(Stored records)
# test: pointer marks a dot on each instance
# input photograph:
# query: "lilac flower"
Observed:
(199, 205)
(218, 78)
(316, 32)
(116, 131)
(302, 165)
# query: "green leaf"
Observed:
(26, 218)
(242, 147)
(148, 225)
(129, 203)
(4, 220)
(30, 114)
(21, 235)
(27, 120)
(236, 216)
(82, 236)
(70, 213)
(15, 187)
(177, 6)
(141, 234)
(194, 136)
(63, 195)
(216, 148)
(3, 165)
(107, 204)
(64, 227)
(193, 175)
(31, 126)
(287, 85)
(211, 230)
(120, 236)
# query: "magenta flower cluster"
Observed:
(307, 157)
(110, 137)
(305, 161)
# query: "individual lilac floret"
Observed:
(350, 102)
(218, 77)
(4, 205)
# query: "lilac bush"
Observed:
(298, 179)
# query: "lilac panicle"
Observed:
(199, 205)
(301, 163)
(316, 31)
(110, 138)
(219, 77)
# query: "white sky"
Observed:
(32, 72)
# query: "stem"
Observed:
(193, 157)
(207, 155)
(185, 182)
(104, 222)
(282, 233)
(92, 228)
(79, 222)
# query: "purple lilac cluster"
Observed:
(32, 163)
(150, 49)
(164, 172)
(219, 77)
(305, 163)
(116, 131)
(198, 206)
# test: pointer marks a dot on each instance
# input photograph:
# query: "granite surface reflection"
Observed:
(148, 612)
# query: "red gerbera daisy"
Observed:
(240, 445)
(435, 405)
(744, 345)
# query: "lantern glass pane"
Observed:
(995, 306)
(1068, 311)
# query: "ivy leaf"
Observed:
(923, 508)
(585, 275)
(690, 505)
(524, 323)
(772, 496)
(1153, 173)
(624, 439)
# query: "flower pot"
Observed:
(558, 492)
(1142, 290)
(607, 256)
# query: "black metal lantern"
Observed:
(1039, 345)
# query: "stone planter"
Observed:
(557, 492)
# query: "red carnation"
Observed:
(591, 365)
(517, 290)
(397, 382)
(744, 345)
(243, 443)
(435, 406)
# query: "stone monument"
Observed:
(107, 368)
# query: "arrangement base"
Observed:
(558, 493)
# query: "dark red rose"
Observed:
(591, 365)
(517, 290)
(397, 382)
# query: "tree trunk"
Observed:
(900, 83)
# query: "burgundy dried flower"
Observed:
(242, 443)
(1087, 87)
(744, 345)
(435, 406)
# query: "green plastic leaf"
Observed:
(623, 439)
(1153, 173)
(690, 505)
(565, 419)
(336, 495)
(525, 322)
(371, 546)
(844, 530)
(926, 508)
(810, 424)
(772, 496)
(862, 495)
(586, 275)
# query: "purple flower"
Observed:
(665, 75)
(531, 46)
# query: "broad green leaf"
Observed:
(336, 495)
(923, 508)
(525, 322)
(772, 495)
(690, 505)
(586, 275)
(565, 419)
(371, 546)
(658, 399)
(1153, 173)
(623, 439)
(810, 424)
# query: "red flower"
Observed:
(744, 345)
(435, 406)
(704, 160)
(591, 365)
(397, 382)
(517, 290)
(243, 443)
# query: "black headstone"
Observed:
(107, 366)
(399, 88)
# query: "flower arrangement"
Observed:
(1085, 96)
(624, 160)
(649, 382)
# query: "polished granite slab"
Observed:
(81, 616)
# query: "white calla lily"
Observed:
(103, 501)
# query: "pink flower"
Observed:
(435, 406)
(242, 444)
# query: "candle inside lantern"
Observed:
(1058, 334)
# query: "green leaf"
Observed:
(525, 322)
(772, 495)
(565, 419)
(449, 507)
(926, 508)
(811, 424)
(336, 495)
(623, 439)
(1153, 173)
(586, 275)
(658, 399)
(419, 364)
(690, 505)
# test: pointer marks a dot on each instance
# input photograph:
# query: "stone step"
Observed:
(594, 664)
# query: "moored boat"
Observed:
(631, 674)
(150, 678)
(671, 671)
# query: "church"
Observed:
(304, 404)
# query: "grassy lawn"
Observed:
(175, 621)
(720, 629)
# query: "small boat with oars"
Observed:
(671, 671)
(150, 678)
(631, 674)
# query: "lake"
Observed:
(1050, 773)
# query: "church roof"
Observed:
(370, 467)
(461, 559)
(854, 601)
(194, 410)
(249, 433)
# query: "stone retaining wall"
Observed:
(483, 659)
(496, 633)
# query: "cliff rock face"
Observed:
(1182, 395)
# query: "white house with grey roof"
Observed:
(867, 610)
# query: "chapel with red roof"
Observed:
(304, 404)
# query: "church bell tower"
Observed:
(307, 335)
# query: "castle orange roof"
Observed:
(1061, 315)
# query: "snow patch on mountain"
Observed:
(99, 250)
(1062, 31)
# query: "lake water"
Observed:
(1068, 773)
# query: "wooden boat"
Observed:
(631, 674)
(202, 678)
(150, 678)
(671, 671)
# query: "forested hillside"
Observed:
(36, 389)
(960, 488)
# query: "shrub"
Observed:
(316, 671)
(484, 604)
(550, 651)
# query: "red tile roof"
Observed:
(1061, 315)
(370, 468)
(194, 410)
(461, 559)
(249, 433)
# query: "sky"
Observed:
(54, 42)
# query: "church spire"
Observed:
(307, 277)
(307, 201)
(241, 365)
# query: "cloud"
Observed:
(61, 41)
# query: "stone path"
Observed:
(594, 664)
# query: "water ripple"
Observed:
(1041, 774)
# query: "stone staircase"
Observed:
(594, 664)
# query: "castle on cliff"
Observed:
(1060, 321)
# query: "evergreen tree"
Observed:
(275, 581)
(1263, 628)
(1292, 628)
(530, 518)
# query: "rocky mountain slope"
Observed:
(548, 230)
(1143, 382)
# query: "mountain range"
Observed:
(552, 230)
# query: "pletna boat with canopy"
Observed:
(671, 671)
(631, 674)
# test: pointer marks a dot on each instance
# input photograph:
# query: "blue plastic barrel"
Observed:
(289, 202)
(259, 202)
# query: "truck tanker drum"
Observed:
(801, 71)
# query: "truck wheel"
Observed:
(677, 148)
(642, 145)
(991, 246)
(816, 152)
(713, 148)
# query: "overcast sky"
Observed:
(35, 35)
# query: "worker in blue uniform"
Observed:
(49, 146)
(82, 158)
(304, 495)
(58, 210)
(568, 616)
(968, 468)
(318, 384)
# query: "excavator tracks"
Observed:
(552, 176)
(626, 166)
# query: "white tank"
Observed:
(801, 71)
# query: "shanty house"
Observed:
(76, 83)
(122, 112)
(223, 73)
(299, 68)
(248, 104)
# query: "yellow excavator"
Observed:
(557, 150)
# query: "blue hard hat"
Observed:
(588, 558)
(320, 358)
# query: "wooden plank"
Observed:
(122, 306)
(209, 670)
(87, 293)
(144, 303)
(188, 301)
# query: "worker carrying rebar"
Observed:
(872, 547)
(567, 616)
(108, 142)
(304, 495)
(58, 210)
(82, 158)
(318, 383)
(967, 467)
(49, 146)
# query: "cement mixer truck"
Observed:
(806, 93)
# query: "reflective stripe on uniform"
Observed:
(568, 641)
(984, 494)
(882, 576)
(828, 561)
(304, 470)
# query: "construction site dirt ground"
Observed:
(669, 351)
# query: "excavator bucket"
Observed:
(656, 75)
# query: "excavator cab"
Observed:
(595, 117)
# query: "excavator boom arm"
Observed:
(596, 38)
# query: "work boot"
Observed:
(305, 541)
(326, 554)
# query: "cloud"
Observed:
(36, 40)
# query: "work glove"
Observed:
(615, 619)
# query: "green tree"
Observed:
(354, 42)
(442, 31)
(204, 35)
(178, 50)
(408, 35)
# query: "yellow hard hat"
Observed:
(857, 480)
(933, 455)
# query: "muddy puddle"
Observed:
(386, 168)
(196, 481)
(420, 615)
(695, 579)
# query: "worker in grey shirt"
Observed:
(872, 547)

_Exercise requirements_.
Please copy out each record, character for character.

_Exercise result_.
# test: pointer marks a dot on each instance
# input photograph:
# query: "lilac flower"
Observed:
(199, 205)
(218, 78)
(316, 32)
(116, 131)
(302, 165)
# query: "green leaf"
Observed:
(26, 218)
(242, 147)
(148, 225)
(129, 203)
(4, 220)
(30, 114)
(21, 235)
(27, 120)
(236, 216)
(82, 236)
(70, 213)
(15, 187)
(177, 6)
(141, 234)
(194, 136)
(63, 195)
(216, 148)
(3, 165)
(107, 204)
(64, 227)
(193, 175)
(31, 126)
(287, 85)
(211, 230)
(120, 236)
# query: "magenta flower cluster"
Observed:
(307, 157)
(110, 137)
(305, 161)
# query: "individual lilac floret"
Observed:
(350, 102)
(218, 77)
(4, 205)
# query: "lilac bush"
Observed:
(298, 179)
# query: "lilac panicle"
Observed:
(199, 205)
(301, 163)
(316, 31)
(110, 138)
(219, 77)
# query: "white sky"
Observed:
(32, 72)
# query: "stem"
Observed:
(193, 157)
(207, 155)
(185, 182)
(104, 222)
(282, 233)
(92, 228)
(79, 222)
# query: "purple lilac cluster"
Observed:
(32, 163)
(150, 49)
(164, 172)
(219, 77)
(305, 163)
(116, 131)
(198, 206)
# test: pointer marks a dot on each instance
# input photograph:
# query: "granite surface reflection"
Observed:
(148, 612)
# query: "red gerbera daisy"
Observed:
(240, 445)
(435, 405)
(744, 345)
# query: "lantern glass pane"
Observed:
(995, 306)
(1068, 311)
# query: "ivy leaf"
Observed:
(923, 508)
(585, 275)
(690, 505)
(524, 323)
(772, 496)
(1153, 173)
(624, 439)
# query: "flower pot"
Observed:
(558, 492)
(1142, 290)
(607, 256)
# query: "black metal lantern"
Observed:
(1039, 345)
# query: "stone planter"
Observed:
(557, 492)
# query: "red carnation"
Observed:
(591, 365)
(517, 290)
(397, 382)
(744, 345)
(243, 443)
(435, 406)
# query: "stone monument"
Observed:
(107, 368)
# query: "arrangement base"
Observed:
(558, 493)
# query: "dark red rose"
Observed:
(591, 365)
(517, 290)
(397, 382)
# query: "tree trunk"
Observed:
(900, 83)
# query: "burgundy dried flower"
Observed:
(242, 443)
(1087, 87)
(744, 345)
(435, 406)
# query: "green plastic leaf"
Observed:
(623, 439)
(1153, 173)
(690, 505)
(565, 419)
(336, 495)
(525, 322)
(371, 546)
(844, 530)
(926, 508)
(810, 424)
(772, 496)
(862, 495)
(586, 275)
# query: "purple flower"
Observed:
(665, 75)
(531, 46)
# query: "broad green leaf"
Observed:
(336, 495)
(923, 508)
(525, 322)
(772, 495)
(690, 505)
(586, 275)
(565, 419)
(371, 546)
(658, 399)
(1153, 173)
(623, 439)
(810, 424)
# query: "red flower"
Observed:
(744, 345)
(435, 406)
(704, 160)
(591, 365)
(397, 382)
(517, 290)
(243, 443)
# query: "black headstone"
Observed:
(107, 366)
(399, 88)
# query: "flower arrangement"
Observed:
(1085, 96)
(624, 160)
(649, 382)
# query: "polished granite slab"
Observed:
(81, 616)
# query: "white calla lily"
Observed:
(103, 501)
# query: "pink flower"
Observed:
(435, 406)
(242, 444)
# query: "candle inside lantern"
Observed:
(1058, 334)
# query: "green leaf"
Observed:
(525, 322)
(772, 495)
(565, 419)
(449, 507)
(926, 508)
(811, 424)
(336, 495)
(623, 439)
(1153, 173)
(586, 275)
(658, 399)
(419, 364)
(690, 505)
# test: pointer marks a dot on each instance
# input photograph:
# query: "stone step"
Observed:
(594, 664)
# query: "moored boat"
Observed:
(631, 674)
(150, 678)
(671, 671)
# query: "church"
Observed:
(304, 404)
# query: "grassy lawn"
Observed:
(175, 621)
(720, 629)
# query: "small boat with oars"
Observed:
(671, 671)
(150, 678)
(631, 674)
# query: "lake"
Observed:
(1050, 773)
# query: "church roof"
Observed:
(370, 467)
(461, 559)
(854, 601)
(194, 410)
(249, 433)
# query: "stone retaining wall"
Observed:
(483, 659)
(496, 633)
# query: "cliff rock face"
Observed:
(1182, 395)
# query: "white house with grey roof"
Observed:
(867, 610)
# query: "chapel with red roof"
Observed:
(304, 404)
# query: "church bell tower"
Observed:
(307, 335)
# query: "castle orange roof"
Observed:
(1061, 315)
# query: "snow patch on mountain"
Observed:
(99, 250)
(1062, 31)
# query: "lake water"
Observed:
(1068, 773)
# query: "wooden boat"
Observed:
(631, 674)
(202, 678)
(150, 678)
(671, 671)
# query: "forested hillside"
Observed:
(36, 389)
(960, 488)
# query: "shrub"
Observed:
(316, 671)
(484, 604)
(550, 651)
# query: "red tile roof"
Observed:
(1061, 315)
(370, 468)
(194, 410)
(461, 559)
(249, 433)
# query: "sky"
Observed:
(54, 42)
# query: "church spire"
Observed:
(307, 277)
(307, 201)
(241, 365)
# query: "cloud"
Observed:
(61, 41)
# query: "stone path"
Observed:
(594, 664)
# query: "water ripple"
Observed:
(1041, 774)
# query: "stone staircase"
Observed:
(594, 664)
# query: "castle on cliff"
Observed:
(1060, 321)
# query: "evergreen tree"
Observed:
(275, 581)
(1263, 628)
(1292, 628)
(530, 518)
# query: "rocky mountain slope"
Observed:
(548, 230)
(1143, 382)
# query: "mountain range"
Observed:
(552, 230)
# query: "pletna boat with canopy"
Observed:
(671, 671)
(631, 674)
# test: pointer marks a dot on each instance
# input photograph:
# query: "blue plastic barrel"
Observed:
(289, 202)
(259, 202)
# query: "truck tanker drum"
Observed:
(801, 71)
# query: "truck wheel"
Observed:
(677, 148)
(642, 145)
(991, 246)
(816, 152)
(713, 148)
# query: "overcast sky"
Observed:
(35, 35)
# query: "worker in blue uniform"
Observed:
(49, 146)
(82, 158)
(304, 495)
(58, 210)
(568, 616)
(968, 468)
(318, 384)
# query: "excavator tracks"
Observed:
(552, 176)
(626, 166)
# query: "white tank"
Observed:
(801, 71)
# query: "shanty house"
Observed:
(76, 83)
(122, 112)
(223, 73)
(299, 68)
(248, 104)
# query: "yellow excavator"
Observed:
(557, 150)
# query: "blue hard hat"
Observed:
(588, 558)
(320, 358)
# query: "wooden plank"
Observed:
(122, 306)
(209, 670)
(87, 293)
(144, 303)
(188, 301)
# query: "worker carrying rebar"
Observed:
(872, 547)
(567, 616)
(108, 142)
(304, 495)
(58, 210)
(82, 158)
(318, 383)
(967, 467)
(49, 146)
# query: "cement mixer truck"
Observed:
(806, 93)
# query: "reflective stripe on uniform"
Observed:
(568, 641)
(984, 494)
(882, 576)
(828, 561)
(304, 470)
# query: "construction site dirt ground"
Observed:
(669, 351)
# query: "excavator bucket"
Observed:
(656, 75)
# query: "excavator cab"
Observed:
(595, 117)
# query: "excavator boom arm"
Observed:
(596, 38)
# query: "work boot"
Observed:
(305, 541)
(326, 554)
# query: "cloud"
Observed:
(36, 40)
# query: "work glove"
Observed:
(615, 619)
# query: "green tree"
Observed:
(354, 42)
(442, 31)
(204, 35)
(178, 50)
(408, 35)
# query: "yellow hard hat"
Observed:
(857, 480)
(933, 455)
# query: "muddy puddle"
Observed:
(386, 168)
(196, 481)
(420, 615)
(695, 579)
# query: "worker in grey shirt"
Observed:
(872, 547)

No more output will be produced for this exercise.